• **Stored items**:

=-=-=

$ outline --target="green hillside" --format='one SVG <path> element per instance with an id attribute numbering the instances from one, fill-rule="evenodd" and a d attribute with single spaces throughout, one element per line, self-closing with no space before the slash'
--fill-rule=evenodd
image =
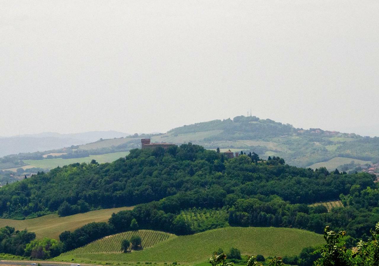
<path id="1" fill-rule="evenodd" d="M 317 163 L 315 163 L 309 167 L 312 169 L 315 169 L 316 168 L 319 168 L 321 167 L 326 167 L 326 169 L 329 171 L 332 171 L 336 168 L 338 168 L 338 166 L 344 164 L 350 163 L 352 161 L 354 161 L 354 163 L 356 165 L 364 165 L 366 163 L 370 163 L 370 161 L 363 161 L 362 160 L 357 160 L 356 159 L 352 159 L 350 158 L 344 158 L 343 157 L 335 157 L 332 159 L 330 159 L 326 162 L 322 162 Z"/>
<path id="2" fill-rule="evenodd" d="M 162 236 L 157 236 L 154 231 L 149 232 L 149 233 L 141 232 L 138 234 L 143 240 L 143 247 L 144 241 L 145 243 L 151 241 L 146 238 L 157 239 Z M 121 246 L 113 244 L 114 239 L 119 239 L 121 235 L 118 234 L 95 241 L 84 247 L 64 253 L 53 260 L 69 261 L 73 258 L 77 262 L 95 263 L 105 261 L 173 261 L 191 263 L 206 260 L 219 248 L 228 250 L 231 247 L 235 247 L 240 250 L 243 255 L 284 256 L 298 254 L 303 247 L 324 243 L 322 235 L 305 230 L 232 227 L 190 235 L 170 236 L 168 240 L 161 242 L 151 241 L 156 244 L 149 248 L 124 253 L 120 251 Z M 113 249 L 111 250 L 107 247 L 112 247 Z"/>
<path id="3" fill-rule="evenodd" d="M 177 237 L 173 234 L 160 231 L 144 230 L 129 231 L 105 236 L 84 247 L 64 253 L 61 256 L 75 254 L 104 254 L 121 253 L 121 244 L 122 240 L 130 240 L 132 236 L 136 235 L 141 237 L 141 245 L 144 249 L 151 247 L 161 242 Z M 131 248 L 129 247 L 128 250 L 130 250 Z"/>
<path id="4" fill-rule="evenodd" d="M 58 166 L 62 166 L 75 163 L 89 163 L 92 160 L 99 163 L 110 163 L 115 161 L 119 158 L 125 157 L 129 154 L 128 151 L 120 152 L 113 152 L 100 155 L 90 155 L 88 157 L 74 158 L 70 159 L 63 159 L 58 158 L 53 159 L 44 160 L 25 160 L 24 162 L 28 164 L 28 168 L 31 166 L 34 167 L 52 169 Z M 27 168 L 26 168 L 27 169 Z"/>
<path id="5" fill-rule="evenodd" d="M 16 230 L 27 229 L 35 233 L 37 238 L 46 237 L 59 240 L 59 234 L 64 231 L 72 231 L 93 222 L 106 222 L 114 212 L 133 208 L 121 207 L 98 210 L 64 217 L 60 217 L 54 213 L 25 220 L 0 219 L 0 227 L 8 226 L 15 227 Z"/>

=-=-=

How many lines in the material contain the string "instance"? Reply with the number alone.

1